• [Goal of the exercise] Reproduce each of the following rows verbatim, line for line, with nothing altered.
::::::::
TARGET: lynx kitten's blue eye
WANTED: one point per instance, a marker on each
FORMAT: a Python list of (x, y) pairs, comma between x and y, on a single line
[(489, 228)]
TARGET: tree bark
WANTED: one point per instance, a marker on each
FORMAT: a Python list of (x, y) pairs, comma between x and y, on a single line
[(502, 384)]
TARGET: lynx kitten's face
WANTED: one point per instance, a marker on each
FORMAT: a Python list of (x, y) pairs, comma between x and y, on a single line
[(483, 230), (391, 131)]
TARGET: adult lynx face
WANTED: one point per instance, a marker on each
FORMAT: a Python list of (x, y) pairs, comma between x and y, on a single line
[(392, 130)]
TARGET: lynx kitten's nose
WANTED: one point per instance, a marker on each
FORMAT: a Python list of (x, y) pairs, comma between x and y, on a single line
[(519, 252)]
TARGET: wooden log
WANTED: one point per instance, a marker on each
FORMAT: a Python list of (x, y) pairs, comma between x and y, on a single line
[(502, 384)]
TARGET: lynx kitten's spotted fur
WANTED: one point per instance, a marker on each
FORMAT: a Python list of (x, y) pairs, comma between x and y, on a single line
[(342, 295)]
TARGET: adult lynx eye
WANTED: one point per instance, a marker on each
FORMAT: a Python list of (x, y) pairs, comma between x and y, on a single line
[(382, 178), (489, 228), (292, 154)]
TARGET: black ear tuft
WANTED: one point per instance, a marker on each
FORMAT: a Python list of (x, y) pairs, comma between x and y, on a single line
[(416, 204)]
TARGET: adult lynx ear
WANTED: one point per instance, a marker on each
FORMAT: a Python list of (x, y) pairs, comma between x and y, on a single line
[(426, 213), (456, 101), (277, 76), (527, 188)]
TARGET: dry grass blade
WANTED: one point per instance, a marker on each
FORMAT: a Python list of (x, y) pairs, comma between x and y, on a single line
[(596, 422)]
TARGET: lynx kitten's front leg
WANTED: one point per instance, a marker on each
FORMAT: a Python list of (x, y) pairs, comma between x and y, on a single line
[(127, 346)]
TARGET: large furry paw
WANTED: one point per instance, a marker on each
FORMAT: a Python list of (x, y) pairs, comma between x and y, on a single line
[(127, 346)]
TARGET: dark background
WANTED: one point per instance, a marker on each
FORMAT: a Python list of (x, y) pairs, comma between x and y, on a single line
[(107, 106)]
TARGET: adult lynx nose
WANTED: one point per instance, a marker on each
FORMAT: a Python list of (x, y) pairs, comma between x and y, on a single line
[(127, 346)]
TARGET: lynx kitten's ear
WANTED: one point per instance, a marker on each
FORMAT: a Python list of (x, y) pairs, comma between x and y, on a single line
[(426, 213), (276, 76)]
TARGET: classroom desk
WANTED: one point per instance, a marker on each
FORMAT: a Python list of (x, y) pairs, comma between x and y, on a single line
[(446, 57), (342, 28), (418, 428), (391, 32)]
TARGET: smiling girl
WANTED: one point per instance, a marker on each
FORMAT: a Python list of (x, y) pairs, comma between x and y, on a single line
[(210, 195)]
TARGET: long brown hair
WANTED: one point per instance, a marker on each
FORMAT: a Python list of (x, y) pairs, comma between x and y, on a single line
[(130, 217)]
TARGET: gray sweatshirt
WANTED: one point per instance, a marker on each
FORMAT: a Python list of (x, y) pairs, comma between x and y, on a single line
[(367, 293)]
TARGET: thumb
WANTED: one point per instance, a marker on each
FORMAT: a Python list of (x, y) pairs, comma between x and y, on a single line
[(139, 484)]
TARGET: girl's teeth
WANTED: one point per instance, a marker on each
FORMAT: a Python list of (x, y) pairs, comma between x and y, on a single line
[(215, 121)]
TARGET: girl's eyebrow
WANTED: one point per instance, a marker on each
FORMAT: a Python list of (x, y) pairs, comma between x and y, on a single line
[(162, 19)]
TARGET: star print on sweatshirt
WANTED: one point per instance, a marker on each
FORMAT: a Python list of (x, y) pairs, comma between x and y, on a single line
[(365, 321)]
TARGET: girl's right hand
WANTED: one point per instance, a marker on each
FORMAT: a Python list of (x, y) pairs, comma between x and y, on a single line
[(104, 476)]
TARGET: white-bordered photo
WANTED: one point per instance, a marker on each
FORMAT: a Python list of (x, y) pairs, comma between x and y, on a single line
::::::::
• [Written answer]
TARGET: lynx kitten's blue eye
WANTED: one point per instance, a marker on each
FORMAT: a Python list of (x, y) pairs, comma between x and y, on a single line
[(489, 228)]
TARGET: tree bark
WANTED: one point per instance, a marker on each
FORMAT: a Python list of (x, y) pairs, comma between x and y, on a single line
[(502, 384)]
TARGET: lynx kitten's face
WANTED: one point per instance, a marker on each
FORMAT: a Python list of (x, y) pairs, comma between x and y, on a single line
[(483, 230), (391, 131)]
TARGET: adult lynx face
WANTED: one point per instance, a marker on each
FORMAT: a Python list of (x, y) pairs, comma between x and y, on a single line
[(392, 130)]
TARGET: lynx kitten's nose
WANTED: one point per instance, a marker on each
FORMAT: a Python list of (x, y) pairs, comma between x and y, on a single line
[(519, 252)]
TARGET: wooden log
WANTED: one point per instance, a marker on each
FORMAT: a Python list of (x, y) pairs, comma between x and y, on a single line
[(502, 384)]
TARGET: lynx kitten's spotted fur
WANTED: one point per instance, a marker on each
FORMAT: a Python list of (x, y) pairs, comma between x and y, on a single line
[(342, 295)]
TARGET: adult lynx eye
WANTED: one point per instance, a marker on each
FORMAT: a Python list of (x, y) pairs, comma between x and y, on a single line
[(382, 178), (489, 228), (292, 154)]
TARGET: black ear tuft
WANTED: one point per instance, a marker on each
FORMAT: a Python list of (x, y) pairs, comma between x and y, on a single line
[(416, 204)]
TARGET: adult lynx ear
WANTED: one point per instance, a marker on each
FORMAT: a Python list of (x, y) pairs, comma between x and y, on a single line
[(426, 213), (456, 101), (277, 76), (527, 188)]
TARGET: dry grass blade
WANTED: one point per instance, a marker on each
FORMAT: a Python list of (x, y) pairs, comma between x and y, on a single line
[(596, 422)]
TARGET: lynx kitten's front leg
WANTED: one point per instance, a marker on each
FORMAT: a Python list of (x, y) pairs, comma between x and y, on a single line
[(127, 346)]
TARGET: large furry paw
WANTED: one point per instance, a marker on each
FORMAT: a Python list of (x, y) pairs, comma between x and y, on a single line
[(127, 346)]
TARGET: dark background
WANTED: one point per instance, a marker on each
FORMAT: a Python list of (x, y) pairs, comma between x and y, on a single line
[(107, 106)]
TARGET: adult lynx nose
WANTED: one point per instance, a marker on each
FORMAT: a Python list of (x, y) pairs, comma between x and y, on a single line
[(127, 346)]
TARGET: lynx kitten's ear
WANTED: one point per instance, a marker on each
FORMAT: a Python list of (x, y) pairs, comma between x and y, on a single line
[(426, 213), (276, 76)]
TARGET: classroom desk
WANTED: one point per instance, a marker on each
FORMAT: a Python list of (x, y) pairs, comma between x and y, on a single line
[(446, 57), (342, 28), (418, 428), (391, 32)]
TARGET: smiling girl
WANTED: one point per instance, a marker on each
FORMAT: a Python list of (x, y) pairs, comma between x and y, on a single line
[(210, 195)]
TARGET: long brown hair
WANTED: one point per instance, a marker on each
FORMAT: a Python list of (x, y) pairs, comma between x and y, on a single line
[(130, 217)]
TARGET: gray sweatshirt
WANTED: one point per instance, a marker on each
FORMAT: a Python list of (x, y) pairs, comma between x and y, on a single line
[(367, 293)]
TARGET: thumb
WANTED: one point per instance, a marker on each
FORMAT: a Python list of (x, y) pairs, comma between x and y, on a single line
[(139, 484)]
TARGET: girl's teeth
WANTED: one point per instance, a marker on each
FORMAT: a Python list of (x, y) pairs, comma between x and y, on a single line
[(215, 121)]
TARGET: girl's eyebrow
WANTED: one point per instance, a marker on each
FORMAT: a Python list of (x, y) pairs, comma between x and y, on a single line
[(162, 19)]
TARGET: star print on sweatshirt
WANTED: one point per instance, a marker on each
FORMAT: a Python list of (x, y) pairs, comma between x and y, on a single line
[(365, 321)]
TARGET: girl's right hand
WANTED: one point per instance, a marker on each
FORMAT: a Python list of (x, y) pairs, comma between x and y, on a single line
[(104, 476)]
TARGET: white-bordered photo
WANTED: one point per instance, a marker on each
FORMAT: a Python list of (x, y) pairs, comma between x and y, on a single line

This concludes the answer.